Tekstfragment:
((

Jeanine en Marte richten zich op cardiovasculaire aandoeningen. En zij weten ze dat er zelfs binnen dat indicatiegebied variatie is. Marte: ‘Vrouwendeelname in klinisch onderzoek blijft met name achter in het domein van hartfalen, acuut coronair syndroom en atherosclerotisch vaatlijden.’
Maar nu. Kunnen we al iets doen, of is het een kwestie van de Marie-Curie-resultaten afwachten?
Jeanine herhaalt dat sponsoren dus al wat ‘strenger’ kunnen zijn op inclusie door daar meer verantwoordelijkheid te nemen.
Ze vervolgt: ‘Natuurlijk kunnen researchers en mensen in het veld straks acteren op basis van de studie-uitkomsten. Maar om alle stakeholders aan boord te krijgen is samenwerking nu al belangrijk, om te kijken wat we in deze fase kunnen doen. Bijvoorbeeld: trainingen opzetten, de wervingsmethode kritisch bekijken, en misschien zelfs een limiet stellen aan de inclusie van mannen.’
Op de vraag of er al concrete initiatieven zijn om de discrepantie te verkleinen, lacht Jeanine: ‘Velen kijken naar ons! Met onze studie hopen we toekomstig onderzoek vrouwvriendelijker te maken, en het proefkonijn-gevoel dat soms overheerst, te verminderen. Het is aan ons allemaal om vrouwen duidelijk te maken: met deelname aan klinisch onderzoek leveren jullie een belangrijke bijdrage aan verbetering van de zorg.’

))

Te doen:
#1 In welke domeinen blijft volgens Marte in het tekstfragment vooral de deelname van vrouwen aan klinisch onderzoek achter?
#2 Kloppen deze uitspraken met het tekstfragment? Geef bij elke uitspraak ja of nee, met de woorden uit de tekst die de doorslag geven.
(a) Jeanine en Marte houden zich bezig met kanker.
(b) Jeanine noemt een limiet aan de inclusie van mannen als mogelijke stap.
(c) Volgens Jeanine let bijna niemand op hun studie.
#3 Neem het stuk uit het tekstfragment letterlijk over tussen "Jeanine en Marte" en "verantwoordelijkheid te nemen.", beide meegerekend.
De lijst die hierna komt, heeft hier niets mee te maken.

Aangeleverde gegevens:
((

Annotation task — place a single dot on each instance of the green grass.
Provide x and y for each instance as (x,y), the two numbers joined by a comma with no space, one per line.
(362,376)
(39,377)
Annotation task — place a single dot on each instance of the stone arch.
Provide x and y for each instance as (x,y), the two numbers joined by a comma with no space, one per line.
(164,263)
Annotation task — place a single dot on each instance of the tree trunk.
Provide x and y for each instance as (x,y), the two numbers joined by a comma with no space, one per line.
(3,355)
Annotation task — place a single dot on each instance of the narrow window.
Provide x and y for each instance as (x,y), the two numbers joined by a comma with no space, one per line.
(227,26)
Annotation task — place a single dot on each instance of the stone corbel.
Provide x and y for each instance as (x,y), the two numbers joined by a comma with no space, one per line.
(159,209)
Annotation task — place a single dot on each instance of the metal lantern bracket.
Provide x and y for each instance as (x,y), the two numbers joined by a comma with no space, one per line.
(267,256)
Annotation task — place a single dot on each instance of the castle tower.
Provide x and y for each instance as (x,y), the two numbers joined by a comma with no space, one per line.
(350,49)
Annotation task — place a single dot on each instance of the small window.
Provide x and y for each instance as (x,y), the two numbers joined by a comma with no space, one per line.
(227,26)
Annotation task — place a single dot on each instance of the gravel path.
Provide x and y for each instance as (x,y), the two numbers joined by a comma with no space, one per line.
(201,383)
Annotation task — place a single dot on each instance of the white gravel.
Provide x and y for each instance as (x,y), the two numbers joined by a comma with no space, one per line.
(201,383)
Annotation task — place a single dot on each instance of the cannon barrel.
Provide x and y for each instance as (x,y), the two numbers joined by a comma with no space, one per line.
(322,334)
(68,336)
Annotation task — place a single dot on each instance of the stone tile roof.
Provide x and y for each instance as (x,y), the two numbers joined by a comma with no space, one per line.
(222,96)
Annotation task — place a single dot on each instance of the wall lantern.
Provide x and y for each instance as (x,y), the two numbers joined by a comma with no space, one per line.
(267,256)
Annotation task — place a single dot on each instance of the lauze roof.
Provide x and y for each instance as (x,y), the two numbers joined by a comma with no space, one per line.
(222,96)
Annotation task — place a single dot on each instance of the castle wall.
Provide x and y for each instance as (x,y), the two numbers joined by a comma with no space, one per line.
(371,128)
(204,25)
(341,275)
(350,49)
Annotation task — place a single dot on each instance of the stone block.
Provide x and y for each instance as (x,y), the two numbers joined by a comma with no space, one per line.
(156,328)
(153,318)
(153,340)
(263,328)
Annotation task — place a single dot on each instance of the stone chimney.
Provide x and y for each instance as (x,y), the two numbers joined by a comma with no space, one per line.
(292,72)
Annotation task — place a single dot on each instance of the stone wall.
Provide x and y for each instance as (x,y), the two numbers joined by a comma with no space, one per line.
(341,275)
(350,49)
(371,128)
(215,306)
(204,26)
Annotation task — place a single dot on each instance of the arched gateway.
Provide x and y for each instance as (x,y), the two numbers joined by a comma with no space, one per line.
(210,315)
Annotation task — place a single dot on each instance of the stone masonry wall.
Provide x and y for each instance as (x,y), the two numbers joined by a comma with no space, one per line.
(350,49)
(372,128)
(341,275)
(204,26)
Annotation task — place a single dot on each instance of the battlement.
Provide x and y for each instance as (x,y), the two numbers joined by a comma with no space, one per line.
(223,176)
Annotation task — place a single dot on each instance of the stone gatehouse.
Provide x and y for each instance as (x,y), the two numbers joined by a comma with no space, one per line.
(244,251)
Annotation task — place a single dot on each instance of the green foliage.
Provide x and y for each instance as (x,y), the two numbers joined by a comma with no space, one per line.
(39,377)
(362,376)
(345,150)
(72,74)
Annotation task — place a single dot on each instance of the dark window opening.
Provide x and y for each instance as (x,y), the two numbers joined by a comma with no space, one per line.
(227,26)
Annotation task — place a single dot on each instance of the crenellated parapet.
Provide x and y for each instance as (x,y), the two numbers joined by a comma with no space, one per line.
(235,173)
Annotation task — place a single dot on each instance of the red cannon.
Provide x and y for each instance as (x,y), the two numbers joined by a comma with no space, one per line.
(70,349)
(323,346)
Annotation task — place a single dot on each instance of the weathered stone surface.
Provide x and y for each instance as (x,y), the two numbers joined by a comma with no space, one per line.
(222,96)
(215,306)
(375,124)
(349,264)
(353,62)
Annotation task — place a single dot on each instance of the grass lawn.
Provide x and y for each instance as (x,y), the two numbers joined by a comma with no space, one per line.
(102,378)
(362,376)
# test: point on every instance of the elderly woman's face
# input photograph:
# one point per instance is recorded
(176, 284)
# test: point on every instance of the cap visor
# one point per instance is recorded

))

Uitwerkingen:
#1 Hartfalen, acuut coronair syndroom en atherosclerotisch vaatlijden.

#2
(a) Nee: "Jeanine en Marte richten zich op cardiovasculaire aandoeningen."
(b) Ja: "en misschien zelfs een limiet stellen aan de inclusie van mannen"
(c) Nee: "Velen kijken naar ons!"

#3
Jeanine en Marte richten zich op cardiovasculaire aandoeningen. En zij weten ze dat er zelfs binnen dat indicatiegebied variatie is. Marte: ‘Vrouwendeelname in klinisch onderzoek blijft met name achter in het domein van hartfalen, acuut coronair syndroom en atherosclerotisch vaatlijden.’
Maar nu. Kunnen we al iets doen, of is het een kwestie van de Marie-Curie-resultaten afwachten?
Jeanine herhaalt dat sponsoren dus al wat ‘strenger’ kunnen zijn op inclusie door daar meer verantwoordelijkheid te nemen.